***** Documento di partenza *****

La forbice dei governi: come i tagli hanno distrutto il sistema sanitario

La forbice dei governi, lo strumento di cesura più temuto e dannoso per lo Stato, in grado di condizionare negativamente il futuro di una nazione in uno specifico campo. In Italia, il sistema sanitario ha sofferto molto nel corso degli anni, tanto per problemi territoriali, quanto per colpe governative. Tempo fa nessuno avrebbe potuto prevedere una pandemia, così la sanità è stata la madre dalla quale attingere ogni qual volta ci fosse bisogno di denaro; a lungo andare, il complesso sanitario nazionale si è deteriorato e oggigiorno, con l’avvento del coronavirus, è in tilt. Le radici del problema sono profonde, emerse quarant’anni or sono. 

Infatti, secondo il “Rapporto Sanità 2018 – 40 anni del Servizio Sanitario Nazionale” del Centro Studi Nebo, i numeri sono in decrescita da tempo: nel 1981 si contavano 530.000 posti letto, nel 1992 il numero è sceso a 365.000, nel 2010 è arrivato a 245.000 e nel 2017 (ultimo anno considerato) la cifra è crollata a 191.000

In rapporto al numero di abitanti, nel 1998 ogni mille persone c’erano 5.8 posti letto, nel 2007 ancora meno, cioè 4.3, e infine nel 2017 il dato è sceso fino al 3.6.

***** Informazioni estratte *****

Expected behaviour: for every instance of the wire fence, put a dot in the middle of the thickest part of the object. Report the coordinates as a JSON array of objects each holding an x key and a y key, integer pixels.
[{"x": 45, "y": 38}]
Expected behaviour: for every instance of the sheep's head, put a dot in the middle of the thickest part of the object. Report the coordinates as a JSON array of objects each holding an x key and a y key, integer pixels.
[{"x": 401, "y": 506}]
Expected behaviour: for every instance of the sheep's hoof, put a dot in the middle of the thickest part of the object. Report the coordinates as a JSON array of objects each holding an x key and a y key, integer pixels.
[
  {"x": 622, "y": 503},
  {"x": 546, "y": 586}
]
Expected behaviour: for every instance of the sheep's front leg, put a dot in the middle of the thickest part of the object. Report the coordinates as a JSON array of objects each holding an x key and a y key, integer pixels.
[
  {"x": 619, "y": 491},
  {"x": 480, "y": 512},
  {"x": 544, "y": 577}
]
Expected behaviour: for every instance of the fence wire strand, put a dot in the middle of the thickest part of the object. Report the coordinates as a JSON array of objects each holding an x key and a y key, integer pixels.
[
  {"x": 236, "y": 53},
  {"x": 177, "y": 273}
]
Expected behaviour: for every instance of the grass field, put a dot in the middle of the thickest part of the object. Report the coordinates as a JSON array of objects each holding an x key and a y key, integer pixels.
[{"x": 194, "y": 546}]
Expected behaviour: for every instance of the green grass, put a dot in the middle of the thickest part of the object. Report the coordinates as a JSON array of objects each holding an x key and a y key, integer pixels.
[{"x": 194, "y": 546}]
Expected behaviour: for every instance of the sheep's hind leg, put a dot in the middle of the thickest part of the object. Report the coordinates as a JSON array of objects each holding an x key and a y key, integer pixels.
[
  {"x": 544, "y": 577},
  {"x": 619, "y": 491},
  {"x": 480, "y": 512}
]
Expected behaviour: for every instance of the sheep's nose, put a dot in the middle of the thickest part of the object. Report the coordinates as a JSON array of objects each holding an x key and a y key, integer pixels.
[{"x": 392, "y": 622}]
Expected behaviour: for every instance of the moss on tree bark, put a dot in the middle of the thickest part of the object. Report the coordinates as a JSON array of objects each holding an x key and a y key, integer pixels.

*****

Trascrivi per favore, parola per parola, il tratto del documento sui tagli alla sanità che va da "Infatti, secondo il" fino a "fino al 3.6.".

Infatti, secondo il “Rapporto Sanità 2018 – 40 anni del Servizio Sanitario Nazionale” del Centro Studi Nebo, i numeri sono in decrescita da tempo: nel 1981 si contavano 530.000 posti letto, nel 1992 il numero è sceso a 365.000, nel 2010 è arrivato a 245.000 e nel 2017 (ultimo anno considerato) la cifra è crollata a 191.000

In rapporto al numero di abitanti, nel 1998 ogni mille persone c’erano 5.8 posti letto, nel 2007 ancora meno, cioè 4.3, e infine nel 2017 il dato è sceso fino al 3.6.